| Estratto del testo |
··········

Pelosi che (forse) uccise e sbagliò (sempre) i tempi
Luglio 28
17:53 2017

A guardare l’interessante collage delle confessioni televisive di Giuseppe Pelosi, snocciolate nel tempo davanti all’impietoso, seppure gentile ‘tribunale’ di Franca Leosini a Storie maledettePasolini, quel corpo senza pace (Rai 3), vengono in mente considerazioni impossibili da farsi davanti alla tanta carta che è stata stampata sul delitto Pasolini, proprio perché i volti rivelano molto di più delle storie scritte.

A 35 anni Pelosi, i tratti fini del viso, i capelli neri e una certa arroganza nello sguardo, ha la certezza che quel che gli è stato detto di fare funzionerà alla perfezione: non rivelare i nomi dell’agguato all’Idroscalo, dire di essere stato da solo quella notte, ripetere spesso che era minorenne e che, malgrado lo scrittore avesse avuto la peggio, era lui che stava per subire una terribile violenza, lui che non era mai stato un marchettaro ma un ragazzo come tanti, per giunta eterosessuale. Ha già scontato quasi 10 anni di prigione per il delitto Pasolini, e atri 9 per reati comuni ma è ancora sicuro che si farà una famiglia, avrà dei figli. Nonostante i risultati evidenti del massacro ai danni dello scrittore, forse oggi la posizione di Pelosi sarebbe considerata diversamente: all’epoca dei fatti sembrava un ragazzino, seppure travestito da gigolò, con la macchina acquistata coi suoi ‘lavoretti’ ma guidata da amici maggiorenni, quelli con i quali sorbisce un tè in un chioschetto quando ‘il torbido’ uomo famoso lo chiama al finestrino dell’auto sportiva. In tempi in cui si sbandiera il reato di pedofilia ad ogni piè sospinto, anche in situazioni nelle quali nessuno dei partecipanti, seppure minori, è più bambino da un pezzo, Pelosi sarebbe stato guardato con occhio molto più benevolo, pensandolo circuito, oltretutto, da un uomo più che adulto, un intellettuale, in definitiva, di quelli che si rigirano la verità secondo necessità, oggi pagati poco o niente e svillaneggiati sui social.

··········

| Cosa farai |
a – Elenca i tratti dell'aspetto di Pelosi a 35 anni riportati nell'articolo su Pelosi.
b – Cita dall'articolo su Pelosi, senza cambiare nulla, la parte che si apre con le parole contenenti "A guardare l’interessante" e si chiude con "delle storie scritte.".

| Registri per identificare la posizione |
··········

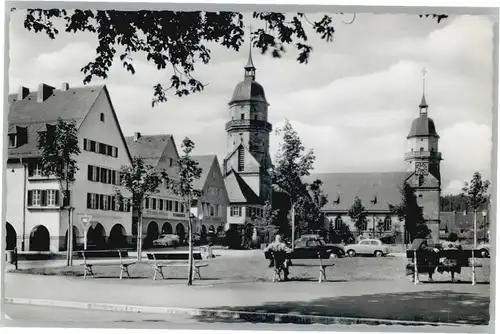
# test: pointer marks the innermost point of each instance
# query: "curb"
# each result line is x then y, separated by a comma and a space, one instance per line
225, 314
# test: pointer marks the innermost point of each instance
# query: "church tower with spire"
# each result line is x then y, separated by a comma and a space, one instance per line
423, 160
248, 160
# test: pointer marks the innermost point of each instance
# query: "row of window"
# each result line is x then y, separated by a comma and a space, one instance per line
154, 203
96, 147
43, 198
103, 175
212, 210
386, 224
107, 203
236, 211
213, 191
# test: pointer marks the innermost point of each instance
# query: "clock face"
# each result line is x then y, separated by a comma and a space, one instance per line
255, 141
421, 168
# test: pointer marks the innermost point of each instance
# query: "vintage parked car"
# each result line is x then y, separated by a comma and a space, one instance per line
367, 247
308, 246
167, 240
484, 249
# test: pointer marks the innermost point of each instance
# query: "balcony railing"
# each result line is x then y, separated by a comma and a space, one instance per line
422, 154
243, 123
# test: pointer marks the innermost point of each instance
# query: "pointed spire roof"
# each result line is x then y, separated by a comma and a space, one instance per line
250, 65
423, 102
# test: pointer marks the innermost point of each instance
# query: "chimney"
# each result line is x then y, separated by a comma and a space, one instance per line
23, 93
44, 91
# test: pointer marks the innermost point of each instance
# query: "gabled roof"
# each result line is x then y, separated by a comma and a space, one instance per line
239, 191
72, 104
205, 162
149, 148
75, 103
376, 190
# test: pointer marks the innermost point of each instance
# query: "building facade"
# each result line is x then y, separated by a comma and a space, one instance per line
34, 210
164, 212
247, 163
379, 190
210, 209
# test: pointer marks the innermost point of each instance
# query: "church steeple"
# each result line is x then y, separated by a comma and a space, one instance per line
249, 67
423, 103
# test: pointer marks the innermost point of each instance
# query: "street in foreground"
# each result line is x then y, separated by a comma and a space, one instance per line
26, 315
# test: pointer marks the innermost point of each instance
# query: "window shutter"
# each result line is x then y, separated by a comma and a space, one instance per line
30, 197
44, 198
90, 175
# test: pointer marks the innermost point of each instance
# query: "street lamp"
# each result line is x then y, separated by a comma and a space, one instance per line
485, 214
85, 219
292, 210
474, 247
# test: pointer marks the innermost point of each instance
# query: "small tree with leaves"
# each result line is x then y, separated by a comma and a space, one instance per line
184, 188
59, 145
358, 214
476, 192
291, 164
140, 181
411, 213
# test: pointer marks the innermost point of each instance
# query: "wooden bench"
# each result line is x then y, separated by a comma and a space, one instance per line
174, 259
279, 258
464, 258
95, 254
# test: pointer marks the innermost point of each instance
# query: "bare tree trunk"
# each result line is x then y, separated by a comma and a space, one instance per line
139, 235
190, 242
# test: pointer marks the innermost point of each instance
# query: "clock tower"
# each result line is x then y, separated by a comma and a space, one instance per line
248, 159
423, 159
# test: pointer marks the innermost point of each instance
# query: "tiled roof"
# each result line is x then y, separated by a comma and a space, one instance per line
149, 148
423, 126
376, 190
239, 191
205, 162
73, 104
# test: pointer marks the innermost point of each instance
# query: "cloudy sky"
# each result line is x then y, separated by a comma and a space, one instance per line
353, 103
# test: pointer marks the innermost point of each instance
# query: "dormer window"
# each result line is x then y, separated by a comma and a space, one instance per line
12, 140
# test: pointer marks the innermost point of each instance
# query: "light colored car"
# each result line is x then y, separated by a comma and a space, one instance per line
166, 240
367, 247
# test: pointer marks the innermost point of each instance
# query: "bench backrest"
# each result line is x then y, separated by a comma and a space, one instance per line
448, 253
174, 256
94, 254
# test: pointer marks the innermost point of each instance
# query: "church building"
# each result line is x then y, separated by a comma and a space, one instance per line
379, 190
246, 165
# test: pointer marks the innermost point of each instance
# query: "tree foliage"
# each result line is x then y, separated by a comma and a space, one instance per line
291, 164
184, 188
411, 213
476, 192
358, 214
140, 180
59, 145
175, 41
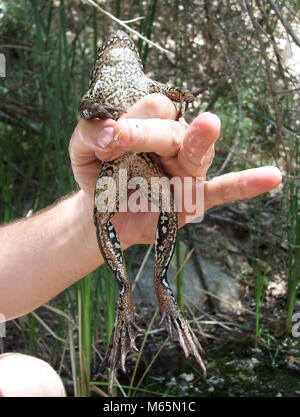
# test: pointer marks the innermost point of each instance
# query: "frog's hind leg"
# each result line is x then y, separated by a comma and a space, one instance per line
176, 325
125, 330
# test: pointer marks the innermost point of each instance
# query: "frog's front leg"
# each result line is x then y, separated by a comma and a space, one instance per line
90, 107
125, 330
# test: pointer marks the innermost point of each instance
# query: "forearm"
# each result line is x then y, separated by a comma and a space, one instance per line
42, 255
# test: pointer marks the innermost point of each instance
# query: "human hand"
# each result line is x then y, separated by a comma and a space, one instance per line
183, 150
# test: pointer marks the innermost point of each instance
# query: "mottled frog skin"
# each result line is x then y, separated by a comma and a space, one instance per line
117, 82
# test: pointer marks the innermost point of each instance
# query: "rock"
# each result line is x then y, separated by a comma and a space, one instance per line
221, 284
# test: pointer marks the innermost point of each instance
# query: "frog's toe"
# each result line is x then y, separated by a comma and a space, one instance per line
122, 341
178, 328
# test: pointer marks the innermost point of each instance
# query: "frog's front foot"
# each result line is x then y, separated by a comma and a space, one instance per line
90, 109
122, 341
179, 329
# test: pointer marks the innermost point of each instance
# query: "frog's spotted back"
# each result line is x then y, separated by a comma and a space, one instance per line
117, 82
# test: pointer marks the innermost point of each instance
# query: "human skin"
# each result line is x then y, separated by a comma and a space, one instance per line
42, 255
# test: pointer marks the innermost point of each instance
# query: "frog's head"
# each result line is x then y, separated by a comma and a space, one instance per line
118, 48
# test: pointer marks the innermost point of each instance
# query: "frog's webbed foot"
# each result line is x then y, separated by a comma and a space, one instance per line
179, 329
122, 341
90, 108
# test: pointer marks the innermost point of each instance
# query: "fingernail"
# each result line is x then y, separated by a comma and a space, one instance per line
106, 137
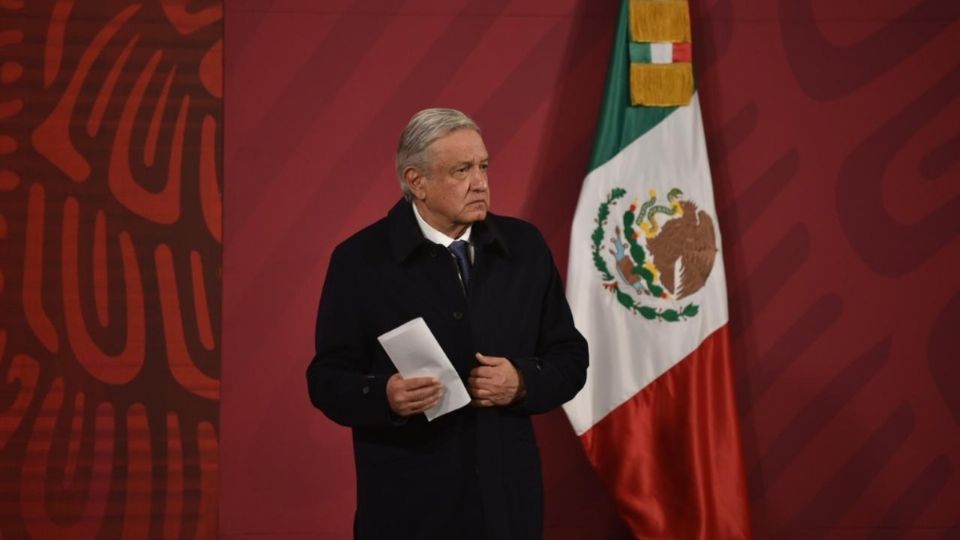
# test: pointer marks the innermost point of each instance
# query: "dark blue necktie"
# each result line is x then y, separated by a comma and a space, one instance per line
460, 250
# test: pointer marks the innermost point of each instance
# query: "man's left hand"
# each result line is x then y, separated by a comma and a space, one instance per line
495, 382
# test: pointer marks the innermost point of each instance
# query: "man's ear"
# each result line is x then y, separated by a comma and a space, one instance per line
415, 181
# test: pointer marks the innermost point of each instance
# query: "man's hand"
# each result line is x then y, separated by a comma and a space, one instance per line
495, 382
412, 396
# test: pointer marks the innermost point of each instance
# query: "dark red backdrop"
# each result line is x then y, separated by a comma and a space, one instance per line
832, 128
110, 254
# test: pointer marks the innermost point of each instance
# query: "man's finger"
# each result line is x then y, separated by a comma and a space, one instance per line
489, 360
483, 372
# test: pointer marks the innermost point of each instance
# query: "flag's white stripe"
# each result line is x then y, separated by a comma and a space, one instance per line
661, 53
627, 352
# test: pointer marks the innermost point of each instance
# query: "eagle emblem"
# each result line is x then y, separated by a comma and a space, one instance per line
662, 253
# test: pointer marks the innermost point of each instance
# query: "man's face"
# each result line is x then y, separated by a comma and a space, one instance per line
453, 192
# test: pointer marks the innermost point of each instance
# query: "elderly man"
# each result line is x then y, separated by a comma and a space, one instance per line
488, 289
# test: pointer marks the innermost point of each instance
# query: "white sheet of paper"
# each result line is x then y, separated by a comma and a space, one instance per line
416, 353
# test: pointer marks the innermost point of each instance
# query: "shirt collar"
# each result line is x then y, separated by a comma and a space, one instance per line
436, 236
405, 235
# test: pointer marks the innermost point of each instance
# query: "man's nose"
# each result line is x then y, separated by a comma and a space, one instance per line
479, 180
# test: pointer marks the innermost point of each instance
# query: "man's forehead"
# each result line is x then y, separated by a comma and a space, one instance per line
461, 145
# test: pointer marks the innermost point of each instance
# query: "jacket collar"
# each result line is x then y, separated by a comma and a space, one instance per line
406, 237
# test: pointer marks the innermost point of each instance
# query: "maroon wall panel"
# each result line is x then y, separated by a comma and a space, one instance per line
833, 139
110, 257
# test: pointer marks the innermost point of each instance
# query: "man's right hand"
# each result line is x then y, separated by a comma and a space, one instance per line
412, 396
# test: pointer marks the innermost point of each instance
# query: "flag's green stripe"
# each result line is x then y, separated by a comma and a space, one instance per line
620, 124
639, 52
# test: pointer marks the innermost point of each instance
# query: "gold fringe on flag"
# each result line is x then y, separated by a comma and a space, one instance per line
661, 85
660, 20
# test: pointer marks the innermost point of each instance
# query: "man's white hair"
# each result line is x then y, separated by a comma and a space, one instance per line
425, 127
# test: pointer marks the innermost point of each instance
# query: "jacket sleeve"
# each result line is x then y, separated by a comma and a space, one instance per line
559, 369
338, 378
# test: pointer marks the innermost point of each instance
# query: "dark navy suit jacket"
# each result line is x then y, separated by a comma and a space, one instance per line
474, 472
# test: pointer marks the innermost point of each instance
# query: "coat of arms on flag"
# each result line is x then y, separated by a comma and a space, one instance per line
661, 252
657, 417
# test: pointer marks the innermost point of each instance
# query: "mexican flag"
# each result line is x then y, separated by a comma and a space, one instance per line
645, 281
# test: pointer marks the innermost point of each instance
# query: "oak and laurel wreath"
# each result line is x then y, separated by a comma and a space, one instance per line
647, 312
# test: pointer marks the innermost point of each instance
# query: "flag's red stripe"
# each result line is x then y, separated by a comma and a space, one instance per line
671, 455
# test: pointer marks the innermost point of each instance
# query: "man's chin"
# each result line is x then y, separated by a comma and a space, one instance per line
475, 213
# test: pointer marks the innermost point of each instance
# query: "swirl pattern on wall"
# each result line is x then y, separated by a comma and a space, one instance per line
110, 268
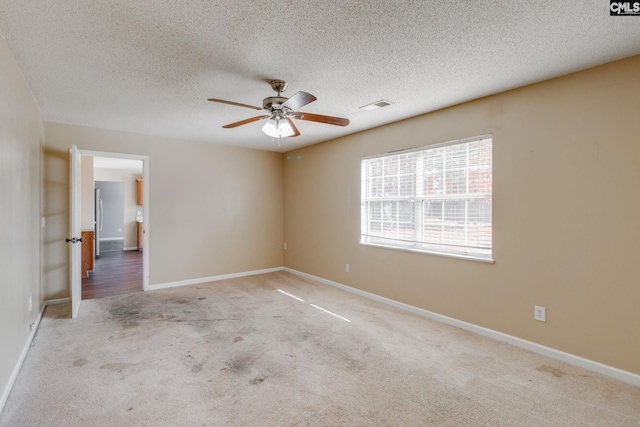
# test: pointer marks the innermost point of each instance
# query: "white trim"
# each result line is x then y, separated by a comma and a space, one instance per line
429, 146
600, 368
213, 278
23, 355
145, 203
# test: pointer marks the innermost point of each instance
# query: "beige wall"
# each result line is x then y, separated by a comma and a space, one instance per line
566, 199
86, 196
213, 209
21, 134
128, 178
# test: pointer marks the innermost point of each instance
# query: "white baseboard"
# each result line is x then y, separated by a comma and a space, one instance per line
23, 355
610, 371
213, 278
57, 301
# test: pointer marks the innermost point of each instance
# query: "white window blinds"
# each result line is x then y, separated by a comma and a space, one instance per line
431, 199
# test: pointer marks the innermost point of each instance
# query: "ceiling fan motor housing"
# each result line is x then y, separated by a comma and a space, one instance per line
273, 101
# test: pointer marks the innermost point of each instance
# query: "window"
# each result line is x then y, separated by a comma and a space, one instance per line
433, 199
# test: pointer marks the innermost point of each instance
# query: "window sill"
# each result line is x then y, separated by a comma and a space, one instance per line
442, 254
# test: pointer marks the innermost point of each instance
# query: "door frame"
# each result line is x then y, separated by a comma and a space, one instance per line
145, 203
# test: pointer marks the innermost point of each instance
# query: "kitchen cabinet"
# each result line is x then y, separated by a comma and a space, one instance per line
88, 259
140, 198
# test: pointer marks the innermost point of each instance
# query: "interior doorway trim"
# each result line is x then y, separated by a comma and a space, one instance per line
145, 203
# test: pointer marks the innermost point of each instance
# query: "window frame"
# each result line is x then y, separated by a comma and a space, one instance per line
417, 243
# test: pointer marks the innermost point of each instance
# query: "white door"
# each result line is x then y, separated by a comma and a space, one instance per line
75, 215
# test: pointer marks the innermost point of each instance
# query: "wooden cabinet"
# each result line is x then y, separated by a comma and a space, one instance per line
88, 259
140, 198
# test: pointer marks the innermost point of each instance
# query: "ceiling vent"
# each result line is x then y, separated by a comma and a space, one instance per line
377, 104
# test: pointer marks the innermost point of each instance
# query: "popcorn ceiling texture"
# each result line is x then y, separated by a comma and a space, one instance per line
148, 66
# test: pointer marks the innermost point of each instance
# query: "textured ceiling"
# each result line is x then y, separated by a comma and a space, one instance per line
148, 66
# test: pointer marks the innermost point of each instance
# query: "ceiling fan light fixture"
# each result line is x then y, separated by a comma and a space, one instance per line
278, 128
375, 105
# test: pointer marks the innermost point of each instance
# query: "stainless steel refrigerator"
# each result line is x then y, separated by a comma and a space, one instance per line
109, 216
99, 221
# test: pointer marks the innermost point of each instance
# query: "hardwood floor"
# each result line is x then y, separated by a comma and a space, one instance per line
115, 273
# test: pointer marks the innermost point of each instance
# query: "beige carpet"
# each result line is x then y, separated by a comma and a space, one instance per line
241, 353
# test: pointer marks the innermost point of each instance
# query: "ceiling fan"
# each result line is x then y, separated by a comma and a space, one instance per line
280, 111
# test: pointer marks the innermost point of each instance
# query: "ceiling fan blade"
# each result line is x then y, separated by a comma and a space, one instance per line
244, 122
299, 100
295, 129
236, 103
338, 121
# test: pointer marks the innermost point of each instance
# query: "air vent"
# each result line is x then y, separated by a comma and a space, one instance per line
377, 104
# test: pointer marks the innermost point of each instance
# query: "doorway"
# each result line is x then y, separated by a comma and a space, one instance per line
120, 257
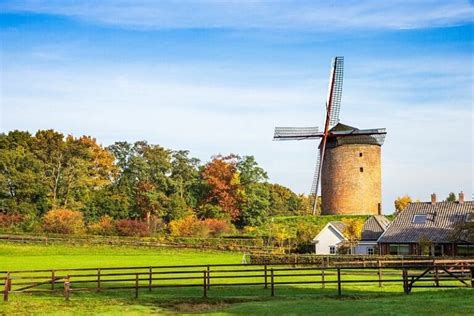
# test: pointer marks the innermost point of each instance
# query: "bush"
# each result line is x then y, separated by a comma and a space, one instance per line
192, 227
132, 228
10, 220
63, 221
105, 227
218, 227
188, 227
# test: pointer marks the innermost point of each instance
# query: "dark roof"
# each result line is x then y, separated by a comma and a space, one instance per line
440, 226
340, 226
374, 227
358, 136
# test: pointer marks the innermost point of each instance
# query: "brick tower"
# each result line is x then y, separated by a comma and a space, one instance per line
351, 177
348, 164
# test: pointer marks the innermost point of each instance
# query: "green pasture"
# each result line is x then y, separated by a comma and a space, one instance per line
289, 299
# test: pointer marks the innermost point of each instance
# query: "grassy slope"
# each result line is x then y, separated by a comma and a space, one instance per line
39, 256
289, 300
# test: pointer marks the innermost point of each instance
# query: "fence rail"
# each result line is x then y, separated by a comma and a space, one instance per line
445, 273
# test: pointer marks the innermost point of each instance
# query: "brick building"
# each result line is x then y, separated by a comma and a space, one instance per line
431, 228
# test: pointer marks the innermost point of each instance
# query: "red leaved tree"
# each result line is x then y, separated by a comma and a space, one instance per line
223, 182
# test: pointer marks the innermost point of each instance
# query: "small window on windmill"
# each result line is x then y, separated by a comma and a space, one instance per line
419, 219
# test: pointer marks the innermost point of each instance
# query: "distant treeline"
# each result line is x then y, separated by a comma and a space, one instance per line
142, 181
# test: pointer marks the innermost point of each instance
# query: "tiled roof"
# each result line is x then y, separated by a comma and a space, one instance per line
374, 227
442, 218
340, 226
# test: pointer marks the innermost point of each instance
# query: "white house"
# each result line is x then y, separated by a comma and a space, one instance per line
373, 228
329, 238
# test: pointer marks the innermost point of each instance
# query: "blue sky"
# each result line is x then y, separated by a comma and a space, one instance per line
216, 77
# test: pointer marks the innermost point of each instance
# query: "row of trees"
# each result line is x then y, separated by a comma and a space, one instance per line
134, 181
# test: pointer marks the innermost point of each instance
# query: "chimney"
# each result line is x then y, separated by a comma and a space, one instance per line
461, 197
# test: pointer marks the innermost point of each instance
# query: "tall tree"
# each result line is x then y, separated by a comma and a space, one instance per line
223, 184
451, 197
401, 202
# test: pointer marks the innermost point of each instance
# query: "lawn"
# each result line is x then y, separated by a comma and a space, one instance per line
356, 299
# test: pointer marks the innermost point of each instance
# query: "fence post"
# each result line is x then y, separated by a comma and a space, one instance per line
52, 279
323, 285
379, 264
472, 277
7, 287
405, 281
272, 281
136, 285
98, 280
208, 277
9, 282
339, 290
265, 275
67, 287
204, 283
150, 278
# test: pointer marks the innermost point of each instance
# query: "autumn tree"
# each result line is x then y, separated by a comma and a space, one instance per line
255, 196
401, 202
223, 188
451, 197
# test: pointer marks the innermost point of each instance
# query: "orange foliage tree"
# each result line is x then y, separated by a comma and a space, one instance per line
223, 184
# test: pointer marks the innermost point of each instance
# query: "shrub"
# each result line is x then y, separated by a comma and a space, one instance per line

··········

| Risposte attese |
a –
- i tratti fini del viso
- i capelli neri
- una certa arroganza nello sguardo

b –
A guardare l’interessante collage delle confessioni televisive di Giuseppe Pelosi, snocciolate nel tempo davanti all’impietoso, seppure gentile ‘tribunale’ di Franca Leosini a Storie maledettePasolini, quel corpo senza pace (Rai 3), vengono in mente considerazioni impossibili da farsi davanti alla tanta carta che è stata stampata sul delitto Pasolini, proprio perché i volti rivelano molto di più delle storie scritte.